**Text extract**
########################################
Saülo Mercader is a Spanish painter, sculptor and essayist. He was born on September 13, 1944, in San Vicente del Raspeig (Alicante, Spain). He has lived in Paris since 1975.

Together with paintings and sculptures Saülo Mercader creates pieces of art in different fields such as ceramics, high-warp tapestries, engravings, drawings, terracotta and lithographies.
His works are not linked with a special trend in visual arts. They are inspired by the events that take place in society and in his life. He feels that he is a witness of his Time and a chaman that links Humankind with the Universe where all kinds of life comes from. He is a go-between through his art creations.

Biography 
Saülo Mercader started modelling and drawing when he was six-years old. He learnt the different techniques of modelling in the « Fallas » workshops in Alicante. He was an apprentice in the sculptor Serrano's workshops which allowsed him to master the different steps in the making of bronze sculptures : from moulding to different processes of casting.

In 1964 he arrived in Bilbao (The Basque country in the North of Spain) where his artistic career started. He made himself known through a series of collective and individual exhibitions. This exceptional osmosis between the people and himself remained extraordinary for two decades and received a considerable echo in the media: in the written press as well as in audio and TV reports. As the disciple of the sculptor Lucarini, he carved on stone and worked on bronze doing a series of remarkable busts as well as painted portraits such as the one of the Marquis de Lozoya in Segovia.
########################################
**Records shown**
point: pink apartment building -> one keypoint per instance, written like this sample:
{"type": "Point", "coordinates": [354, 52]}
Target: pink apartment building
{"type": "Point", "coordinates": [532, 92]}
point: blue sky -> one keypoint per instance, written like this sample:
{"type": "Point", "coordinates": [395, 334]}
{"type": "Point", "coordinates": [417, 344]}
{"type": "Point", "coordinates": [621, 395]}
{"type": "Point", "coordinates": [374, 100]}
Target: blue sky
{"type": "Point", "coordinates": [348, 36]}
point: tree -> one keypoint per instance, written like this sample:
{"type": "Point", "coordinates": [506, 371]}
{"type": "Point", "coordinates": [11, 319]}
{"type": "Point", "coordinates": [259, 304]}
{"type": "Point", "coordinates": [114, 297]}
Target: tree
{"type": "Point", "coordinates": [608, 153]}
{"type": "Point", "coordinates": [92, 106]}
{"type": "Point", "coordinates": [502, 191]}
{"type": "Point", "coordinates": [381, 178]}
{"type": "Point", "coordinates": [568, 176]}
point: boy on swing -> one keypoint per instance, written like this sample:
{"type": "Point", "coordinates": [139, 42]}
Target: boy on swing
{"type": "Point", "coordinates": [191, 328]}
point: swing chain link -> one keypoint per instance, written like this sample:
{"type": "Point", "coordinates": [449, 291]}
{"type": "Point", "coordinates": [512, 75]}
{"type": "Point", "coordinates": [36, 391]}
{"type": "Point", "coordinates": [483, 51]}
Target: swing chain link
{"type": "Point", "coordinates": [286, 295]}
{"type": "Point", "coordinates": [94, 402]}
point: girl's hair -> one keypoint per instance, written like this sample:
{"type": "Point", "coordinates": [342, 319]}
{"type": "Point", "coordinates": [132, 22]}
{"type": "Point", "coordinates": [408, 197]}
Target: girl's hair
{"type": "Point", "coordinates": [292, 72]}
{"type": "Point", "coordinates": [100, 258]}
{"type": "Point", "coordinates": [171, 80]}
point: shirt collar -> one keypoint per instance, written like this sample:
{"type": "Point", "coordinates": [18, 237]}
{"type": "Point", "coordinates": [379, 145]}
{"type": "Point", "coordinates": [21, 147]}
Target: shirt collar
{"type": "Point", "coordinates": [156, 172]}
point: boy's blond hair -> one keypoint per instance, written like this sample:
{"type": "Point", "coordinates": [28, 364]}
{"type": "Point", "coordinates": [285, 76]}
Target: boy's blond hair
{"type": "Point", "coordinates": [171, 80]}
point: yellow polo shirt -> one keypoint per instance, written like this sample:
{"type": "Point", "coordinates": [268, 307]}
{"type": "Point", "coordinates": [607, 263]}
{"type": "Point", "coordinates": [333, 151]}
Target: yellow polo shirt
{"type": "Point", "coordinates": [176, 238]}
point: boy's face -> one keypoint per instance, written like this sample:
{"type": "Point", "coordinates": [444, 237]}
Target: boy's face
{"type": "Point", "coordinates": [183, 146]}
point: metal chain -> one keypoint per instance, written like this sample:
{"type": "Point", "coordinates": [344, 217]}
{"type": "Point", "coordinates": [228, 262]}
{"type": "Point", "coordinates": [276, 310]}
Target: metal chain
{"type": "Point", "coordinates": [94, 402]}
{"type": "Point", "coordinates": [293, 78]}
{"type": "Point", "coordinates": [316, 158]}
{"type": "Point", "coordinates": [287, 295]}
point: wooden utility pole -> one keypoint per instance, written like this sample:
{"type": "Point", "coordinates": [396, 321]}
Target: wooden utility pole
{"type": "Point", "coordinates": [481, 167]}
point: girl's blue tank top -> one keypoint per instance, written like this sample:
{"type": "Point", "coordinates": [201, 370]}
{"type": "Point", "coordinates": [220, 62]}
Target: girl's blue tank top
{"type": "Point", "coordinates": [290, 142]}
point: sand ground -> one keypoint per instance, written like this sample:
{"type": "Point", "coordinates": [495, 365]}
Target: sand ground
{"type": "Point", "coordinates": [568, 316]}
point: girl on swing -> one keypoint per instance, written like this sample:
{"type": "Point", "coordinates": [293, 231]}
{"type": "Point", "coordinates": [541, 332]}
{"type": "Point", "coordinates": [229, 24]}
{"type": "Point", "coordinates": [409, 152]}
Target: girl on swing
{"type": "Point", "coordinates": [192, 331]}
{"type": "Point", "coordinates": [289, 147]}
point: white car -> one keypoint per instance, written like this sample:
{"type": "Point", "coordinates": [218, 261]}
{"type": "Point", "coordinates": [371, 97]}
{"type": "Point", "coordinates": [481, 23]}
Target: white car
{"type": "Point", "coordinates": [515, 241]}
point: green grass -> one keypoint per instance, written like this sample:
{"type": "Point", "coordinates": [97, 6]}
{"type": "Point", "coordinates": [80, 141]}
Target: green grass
########################################
**Tasks**
1 – Answer these questions about the Saülo Mercader text.
(a) In which city has he lived since 1975?
(b) At what age did he start modelling and drawing?
(c) In what year did he arrive in Bilbao?
2 – Write out the stretch of the Saülo Mercader text from "Saülo Mercader is" through "Paris since 1975.", word for word.
The data that comes before has nothing to do with the text.

**Outputs by task**
1 –
(a) Paris
(b) Six
(c) 1964

2 –
Saülo Mercader is a Spanish painter, sculptor and essayist. He was born on September 13, 1944, in San Vicente del Raspeig (Alicante, Spain). He has lived in Paris since 1975.